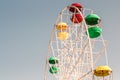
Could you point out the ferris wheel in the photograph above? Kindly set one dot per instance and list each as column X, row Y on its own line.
column 77, row 47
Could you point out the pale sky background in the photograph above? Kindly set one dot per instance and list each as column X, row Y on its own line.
column 25, row 27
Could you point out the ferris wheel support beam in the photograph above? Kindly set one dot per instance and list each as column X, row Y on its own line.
column 101, row 52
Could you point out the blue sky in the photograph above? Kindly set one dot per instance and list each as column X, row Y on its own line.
column 25, row 27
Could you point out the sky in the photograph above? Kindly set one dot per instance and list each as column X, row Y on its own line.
column 25, row 27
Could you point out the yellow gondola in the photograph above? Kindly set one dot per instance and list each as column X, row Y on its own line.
column 102, row 71
column 62, row 35
column 61, row 26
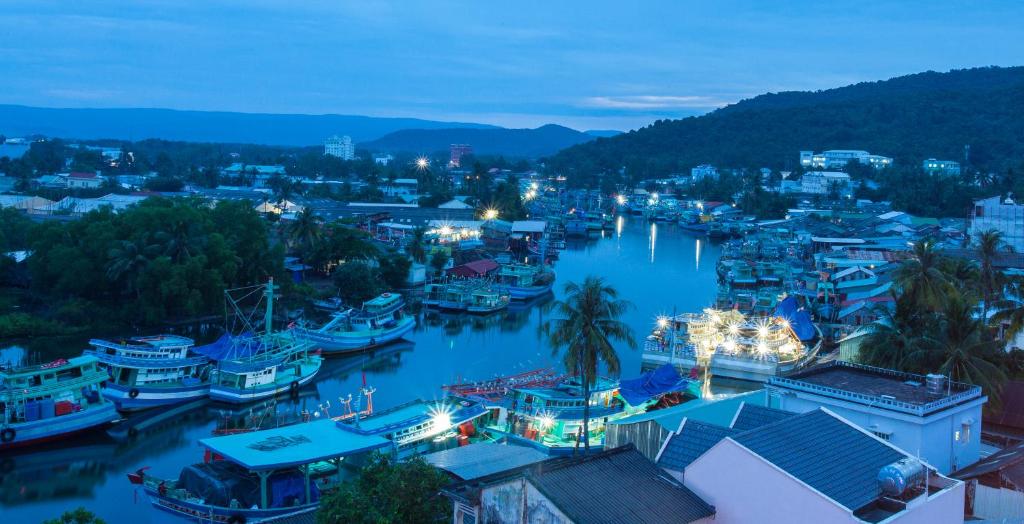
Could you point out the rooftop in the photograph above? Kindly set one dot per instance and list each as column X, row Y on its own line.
__________________________________________________
Problem: For each entry, repeat its text exactly and leave out any picture it holds.

Response to the task:
Could you point out the ferris wheel in the photograph above? Kindly set one dot per instance and list each as column X, row Y on its own line.
column 77, row 47
Could you point out the pale sky background in the photograph above? Kindly set one dot per instance and list each as column X, row Y on its own line.
column 25, row 27
Could you point out the ferris wheel support beam in the photograph above? Kindly set one dot per instance and list each as column X, row Y on its own line.
column 101, row 52
Could you point out the blue sky in the photograph above? Kindly set one dot per instance and list each as column X, row Y on its own line.
column 25, row 27
Could you point out the sky in the photograph above? Kindly set one dot per instance and list each as column X, row Y on its own line.
column 25, row 27
Could you point out the yellow gondola in the photograph above? Kindly set one dot per instance and list each as column X, row Y on its own line.
column 102, row 71
column 62, row 35
column 61, row 26
Could you point out the rooftop in the photograph above? Kindly set one dot per instance and list each as column X, row Y on its own line.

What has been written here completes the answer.